Reproduce every one of the entries below verbatim, keeping each line intact and in its original order.

>> Begin Raw data

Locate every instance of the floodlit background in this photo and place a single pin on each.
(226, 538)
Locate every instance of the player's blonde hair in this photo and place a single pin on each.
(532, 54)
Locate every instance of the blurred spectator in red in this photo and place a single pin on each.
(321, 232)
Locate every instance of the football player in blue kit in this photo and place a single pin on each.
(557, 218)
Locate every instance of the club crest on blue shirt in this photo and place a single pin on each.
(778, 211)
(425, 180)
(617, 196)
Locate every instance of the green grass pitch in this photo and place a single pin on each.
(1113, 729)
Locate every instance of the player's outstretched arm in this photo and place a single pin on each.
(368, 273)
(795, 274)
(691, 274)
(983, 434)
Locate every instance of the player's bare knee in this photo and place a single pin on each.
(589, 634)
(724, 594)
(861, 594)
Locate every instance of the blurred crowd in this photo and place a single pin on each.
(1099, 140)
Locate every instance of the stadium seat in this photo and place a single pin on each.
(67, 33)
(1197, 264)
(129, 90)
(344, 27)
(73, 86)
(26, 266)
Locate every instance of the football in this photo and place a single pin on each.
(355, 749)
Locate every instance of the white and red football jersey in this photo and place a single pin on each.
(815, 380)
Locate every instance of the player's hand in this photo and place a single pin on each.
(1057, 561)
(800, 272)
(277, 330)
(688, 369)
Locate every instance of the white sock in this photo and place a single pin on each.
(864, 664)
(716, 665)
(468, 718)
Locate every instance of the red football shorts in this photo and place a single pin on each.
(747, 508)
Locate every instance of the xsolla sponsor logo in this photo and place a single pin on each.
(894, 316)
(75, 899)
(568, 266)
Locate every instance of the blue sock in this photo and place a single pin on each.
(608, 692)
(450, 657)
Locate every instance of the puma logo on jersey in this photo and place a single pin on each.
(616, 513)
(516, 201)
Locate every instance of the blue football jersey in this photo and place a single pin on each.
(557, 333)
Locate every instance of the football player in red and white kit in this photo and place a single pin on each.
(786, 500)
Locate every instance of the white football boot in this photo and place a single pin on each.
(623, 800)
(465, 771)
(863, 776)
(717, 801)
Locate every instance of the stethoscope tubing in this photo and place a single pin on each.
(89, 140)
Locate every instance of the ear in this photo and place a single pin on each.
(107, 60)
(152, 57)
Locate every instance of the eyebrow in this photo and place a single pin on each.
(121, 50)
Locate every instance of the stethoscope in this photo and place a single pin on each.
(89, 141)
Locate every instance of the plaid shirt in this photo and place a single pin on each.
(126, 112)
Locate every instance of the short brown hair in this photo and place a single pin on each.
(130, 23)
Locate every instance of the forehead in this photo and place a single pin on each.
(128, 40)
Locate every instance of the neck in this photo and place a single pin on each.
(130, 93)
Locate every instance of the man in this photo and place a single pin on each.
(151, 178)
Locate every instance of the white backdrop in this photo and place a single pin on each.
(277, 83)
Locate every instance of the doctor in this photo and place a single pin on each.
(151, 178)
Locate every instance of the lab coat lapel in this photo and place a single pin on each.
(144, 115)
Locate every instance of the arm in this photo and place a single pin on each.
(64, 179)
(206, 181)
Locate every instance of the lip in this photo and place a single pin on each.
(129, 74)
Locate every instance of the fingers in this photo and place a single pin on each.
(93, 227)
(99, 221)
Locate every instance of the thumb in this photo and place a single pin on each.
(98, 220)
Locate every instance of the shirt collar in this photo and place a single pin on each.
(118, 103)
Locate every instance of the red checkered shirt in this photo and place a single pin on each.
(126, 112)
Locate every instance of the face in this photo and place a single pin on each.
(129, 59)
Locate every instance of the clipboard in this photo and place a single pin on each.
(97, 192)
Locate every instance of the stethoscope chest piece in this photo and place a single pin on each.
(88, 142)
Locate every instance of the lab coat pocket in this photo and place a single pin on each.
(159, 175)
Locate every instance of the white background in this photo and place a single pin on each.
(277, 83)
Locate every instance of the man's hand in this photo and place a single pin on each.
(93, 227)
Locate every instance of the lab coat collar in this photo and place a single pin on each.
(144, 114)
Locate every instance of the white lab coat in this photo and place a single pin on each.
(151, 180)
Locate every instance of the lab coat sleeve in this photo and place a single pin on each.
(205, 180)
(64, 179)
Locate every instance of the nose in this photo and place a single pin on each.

>> End Raw data

(Task output)
Locate every instance of the floodlit background in this photo and place a single pin on each.
(226, 538)
Locate every instance of the player's blonde hair in this photo and place a single pin on each.
(532, 54)
Locate every instance of the blurred spectator in red in this photo and place a single pin on each.
(321, 232)
Locate every instance of the football player in blue kit in this photo and place a single pin on each.
(557, 218)
Locate every instance of the club crest on blue shirt in this photo and place a single pin on each.
(778, 211)
(425, 180)
(617, 196)
Locate every instance of the green grass pitch in this photo and place a single pin on each.
(1113, 729)
Locate every instance of the player's outstretched arm in this photo and place a single pin on each.
(368, 273)
(795, 274)
(691, 274)
(983, 434)
Locate every instance of the player's bare knee in this photo and place a single pin on each.
(589, 634)
(724, 594)
(861, 594)
Locate every instance of the blurred crowd in this photo and place a single pin on each.
(1099, 140)
Locate every instance of the stadium seat in this photo and place a single pin on each.
(67, 33)
(1197, 264)
(129, 90)
(344, 27)
(73, 86)
(26, 266)
Locate every instance of the football in this photo and place a single pin on each.
(355, 749)
Locate every instance of the white and red football jersey in this photo and place a single pin on each.
(815, 380)
Locate every instance of the player's hand in this photo and place a single pin on each.
(1057, 561)
(800, 272)
(277, 330)
(688, 369)
Locate every instance of the white sock in this photo and place a single pin on each.
(864, 664)
(716, 665)
(468, 718)
Locate every instance of the red football shorts in this photo and place a single pin on each.
(747, 508)
Locate every instance of the xsolla sponsor logo in this photo and place a single pin on each.
(894, 316)
(75, 899)
(568, 266)
Locate every instance of the blue sock in this photo and place a single pin on each.
(608, 692)
(450, 657)
Locate every instance of the puma logo on jersey in this photo and place a single pin on each.
(616, 513)
(516, 201)
Locate every instance of the blue football jersey in this photo and place a single pin on each.
(557, 333)
Locate every instance of the football player in red and white kit in this photo and place a single pin on each.
(786, 500)
Locate every instance of the white football boot in this photo and place a single pin on each.
(623, 800)
(465, 771)
(863, 776)
(717, 801)
Locate every instance of the stethoscope tubing in this photo and place a single pin on each.
(89, 140)
Locate every instance of the ear in this photo and place a single pin on each.
(107, 60)
(152, 57)
Locate every instance of the eyebrow in this photo and place a single pin on each.
(121, 50)
Locate every instance of the stethoscope in this photo and place a single pin on each.
(89, 141)
Locate every instance of the plaid shirt in this photo and place a single pin on each.
(126, 112)
Locate every instance of the short brown hair in this photo and place a single pin on each.
(130, 23)
Locate every instance of the forehead in this photo and place a single pin on each.
(128, 40)
Locate every instance of the neck in this photo and place a single pin on each.
(130, 93)
Locate every instance of the man in this photo and place a single pin on each.
(151, 178)
Locate every instance of the white backdrop in this photo and place a single pin on each.
(277, 83)
Locate every instance of the doctor in this photo and place a single pin on each.
(151, 178)
Locate every instance of the lab coat lapel in this photo and place a single pin on each.
(144, 115)
Locate every instance of the arm in this photo and place a single pin on each.
(64, 179)
(206, 181)
Locate every instance of the lip in this photo and place a single pin on each.
(129, 74)
Locate every instance of the fingers in this photo and place a single pin on each.
(93, 227)
(99, 221)
Locate every instance of the thumb in this photo and place a single pin on each.
(98, 220)
Locate every instance of the shirt collar in this photo and place a single pin on each.
(118, 103)
Locate every instance of the red checkered shirt in this photo and place a single pin on each.
(126, 112)
Locate every instance of the face in this photo and place a single pin on each.
(129, 59)
Locate every instance of the clipboard in this photo and place a single pin on each.
(97, 192)
Locate every instance of the stethoscope chest piece in this photo and place a single pin on each.
(88, 142)
Locate every instance of the lab coat pocket in this photo and place a single pin on each.
(159, 175)
Locate every instance of the white background in this photo and place a single pin on each.
(277, 83)
Locate every instance of the man's hand in this photo and place a single pin on each.
(93, 227)
Locate every instance of the lab coat collar in this photo and place a single pin on each.
(144, 114)
Locate every instance of the white lab coat in this photo and place a single pin on each.
(151, 180)
Locate every instance of the lab coat sleeve in this photo and place a single pin on each.
(205, 180)
(64, 179)
Locate every instance of the nose in this photo and place a single pin on each.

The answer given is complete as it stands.